▶ [PROBLEM REQUIREMENTS]: Recast all of the material below as a single numbered list with one line per item, leaving out any blank lines.

▶ [ITEMS]:
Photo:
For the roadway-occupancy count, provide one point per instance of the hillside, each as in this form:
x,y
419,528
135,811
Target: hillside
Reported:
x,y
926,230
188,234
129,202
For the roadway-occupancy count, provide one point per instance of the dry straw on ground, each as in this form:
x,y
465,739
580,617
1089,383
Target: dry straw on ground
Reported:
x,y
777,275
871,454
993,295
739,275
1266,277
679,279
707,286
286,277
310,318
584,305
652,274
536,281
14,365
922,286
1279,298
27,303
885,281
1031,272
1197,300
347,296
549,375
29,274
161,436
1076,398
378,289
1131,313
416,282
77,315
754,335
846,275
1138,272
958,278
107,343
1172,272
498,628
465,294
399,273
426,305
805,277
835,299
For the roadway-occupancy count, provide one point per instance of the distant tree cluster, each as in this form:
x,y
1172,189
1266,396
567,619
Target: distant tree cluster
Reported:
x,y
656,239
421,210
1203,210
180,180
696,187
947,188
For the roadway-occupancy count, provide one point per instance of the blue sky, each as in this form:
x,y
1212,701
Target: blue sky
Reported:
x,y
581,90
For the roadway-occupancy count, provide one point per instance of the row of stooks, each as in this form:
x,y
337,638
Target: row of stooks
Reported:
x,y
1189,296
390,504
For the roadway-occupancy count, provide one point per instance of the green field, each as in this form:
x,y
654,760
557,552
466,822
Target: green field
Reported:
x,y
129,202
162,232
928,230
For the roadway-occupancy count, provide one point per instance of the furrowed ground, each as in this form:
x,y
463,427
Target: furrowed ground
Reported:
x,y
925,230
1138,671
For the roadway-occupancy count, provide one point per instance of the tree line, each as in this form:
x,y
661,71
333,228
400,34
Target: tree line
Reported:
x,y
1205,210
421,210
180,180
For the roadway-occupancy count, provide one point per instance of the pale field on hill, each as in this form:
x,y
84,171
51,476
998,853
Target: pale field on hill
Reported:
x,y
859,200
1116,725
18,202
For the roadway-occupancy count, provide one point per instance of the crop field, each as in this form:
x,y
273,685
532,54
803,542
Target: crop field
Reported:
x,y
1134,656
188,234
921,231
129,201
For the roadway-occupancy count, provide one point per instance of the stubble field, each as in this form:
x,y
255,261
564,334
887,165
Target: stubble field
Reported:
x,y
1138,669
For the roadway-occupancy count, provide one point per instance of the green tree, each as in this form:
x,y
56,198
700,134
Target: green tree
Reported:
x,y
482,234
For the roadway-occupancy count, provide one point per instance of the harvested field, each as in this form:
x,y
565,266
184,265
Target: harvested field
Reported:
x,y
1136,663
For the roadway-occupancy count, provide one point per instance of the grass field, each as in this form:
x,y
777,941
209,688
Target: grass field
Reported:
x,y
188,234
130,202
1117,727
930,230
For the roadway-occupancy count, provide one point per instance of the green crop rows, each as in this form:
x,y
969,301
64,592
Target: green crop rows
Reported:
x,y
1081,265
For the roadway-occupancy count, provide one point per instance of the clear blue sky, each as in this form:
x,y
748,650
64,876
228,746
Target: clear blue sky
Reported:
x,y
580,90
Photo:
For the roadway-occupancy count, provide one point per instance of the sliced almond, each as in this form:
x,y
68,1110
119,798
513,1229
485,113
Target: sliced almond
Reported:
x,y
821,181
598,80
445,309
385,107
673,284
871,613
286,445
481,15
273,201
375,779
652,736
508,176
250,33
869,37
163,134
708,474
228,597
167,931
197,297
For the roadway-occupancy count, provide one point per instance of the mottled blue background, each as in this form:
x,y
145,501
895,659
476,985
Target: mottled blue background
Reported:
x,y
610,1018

▶ [CORRECT RESPONSE]:
1. Photo:
2. For the roadway-occupancy count, provide one point per instance of the hillside, each as in this form:
3. x,y
4. 419,528
5. 135,811
6. Target: hillside
7. Reported:
8. x,y
9. 926,230
10. 188,234
11. 129,202
12. For the roadway-occupancy count, provide one point per instance of the dry straw on ground, each as in this form:
13. x,y
14. 465,739
15. 580,617
16. 1089,383
17. Target: dry straw on ground
18. Reported:
19. x,y
20. 777,275
21. 871,454
22. 993,295
23. 739,275
24. 1266,277
25. 679,279
26. 707,286
27. 286,277
28. 310,318
29. 584,305
30. 652,274
31. 536,281
32. 14,365
33. 922,286
34. 1279,298
35. 27,303
36. 885,281
37. 1031,272
38. 1197,300
39. 347,296
40. 549,375
41. 29,274
42. 161,436
43. 1076,398
44. 378,289
45. 1131,313
46. 416,282
47. 77,315
48. 754,335
49. 846,275
50. 1138,272
51. 958,278
52. 107,343
53. 1172,272
54. 498,628
55. 465,294
56. 399,273
57. 426,305
58. 805,277
59. 835,299
60. For the roadway-occupancy count, provide one point per instance of the distant tree cluster, each as in this form:
61. x,y
62. 1172,189
63. 1266,396
64. 567,619
65. Target: distant tree cluster
66. Reported:
67. x,y
68. 656,239
69. 421,210
70. 1203,210
71. 180,180
72. 696,187
73. 947,188
74. For the roadway-occupancy count, provide one point per instance of the blue sky, each as in this form:
75. x,y
76. 1212,701
77. Target: blue sky
78. Reported:
79. x,y
80. 581,90
81. For the roadway-occupancy count, provide one point per instance of the row of stooks, each as in this form:
82. x,y
83. 337,638
84. Target: row of stooks
85. Reported:
86. x,y
87. 1189,296
88. 390,504
89. For the roadway-occupancy count, provide one point per instance of the green field, each as in this form:
90. x,y
91. 654,760
92. 557,552
93. 466,822
94. Target: green field
95. Reported:
96. x,y
97. 129,202
98. 162,232
99. 928,230
100. For the roadway-occupancy count, provide one point per instance of the furrowed ground, each as in this form:
101. x,y
102. 463,427
103. Target: furrowed ground
104. Reported:
105. x,y
106. 925,230
107. 1138,671
108. For the roadway-occupancy count, provide one point per instance of the tree line, each as in this form:
109. x,y
110. 661,71
111. 333,228
112. 400,34
113. Target: tree line
114. Reported:
115. x,y
116. 1205,210
117. 421,210
118. 180,180
119. For the roadway-occupancy count, provide one point per instance of the pale field on hill, each as in this form:
120. x,y
121. 84,171
122. 51,476
123. 998,853
124. Target: pale field on hill
125. Reported:
126. x,y
127. 859,200
128. 1116,725
129. 18,202
130. For the roadway-occupancy count, provide one point per instance of the crop field, each as in this form:
131. x,y
132. 273,685
133. 532,54
134. 803,542
135. Target: crop field
136. Reported:
137. x,y
138. 1134,656
139. 188,234
140. 921,231
141. 129,201
142. For the roadway-occupancy count, provide one point per instance of the stubble field, each as in this form:
143. x,y
144. 255,261
145. 564,334
146. 887,165
147. Target: stubble field
148. Reported:
149. x,y
150. 1138,669
151. For the roadway-occupancy count, provide one point per instance of the green tree, each as in this form:
152. x,y
153. 56,198
154. 700,134
155. Target: green tree
156. Reported:
157. x,y
158. 482,234
159. For the roadway-occupancy count, provide one point per instance of the harvested field, each as in this form:
160. x,y
161. 565,266
162. 184,265
163. Target: harvested field
164. Reported:
165. x,y
166. 1136,663
167. For the roadway-occupancy count, provide one point per instance of the grass field, each as in this form:
168. x,y
169. 777,941
170. 209,688
171. Target: grass field
172. Reported:
173. x,y
174. 188,234
175. 130,202
176. 1117,727
177. 930,230
178. For the roadway-occupancy count, provide one point per instance of the green crop rows, each as in this form:
179. x,y
180. 969,301
181. 64,592
182. Target: green crop rows
183. Reported:
184. x,y
185. 1081,265
186. For the roadway-occupancy count, provide one point per instance of the clear blue sky, each as in this form:
187. x,y
188. 748,650
189. 64,876
190. 228,746
191. Target: clear blue sky
192. Reported:
193. x,y
194. 580,90
195. Photo:
196. For the roadway-occupancy count, provide one point per instance of the sliced almond, each as in this form:
197. x,y
198. 68,1110
199. 119,798
200. 513,1229
201. 485,113
202. Target: sliced almond
203. Reported:
204. x,y
205. 821,181
206. 598,80
207. 445,309
208. 385,107
209. 673,284
210. 871,613
211. 286,445
212. 481,15
213. 273,201
214. 375,779
215. 652,736
216. 508,176
217. 250,33
218. 869,37
219. 163,134
220. 708,474
221. 228,597
222. 167,931
223. 197,297
224. For the roadway-occupancy count, provide one point per instance of the mottled blue background, each as in this form:
225. x,y
226. 145,501
227. 895,659
228. 476,985
229. Target: mottled blue background
230. Reported:
231. x,y
232. 610,1018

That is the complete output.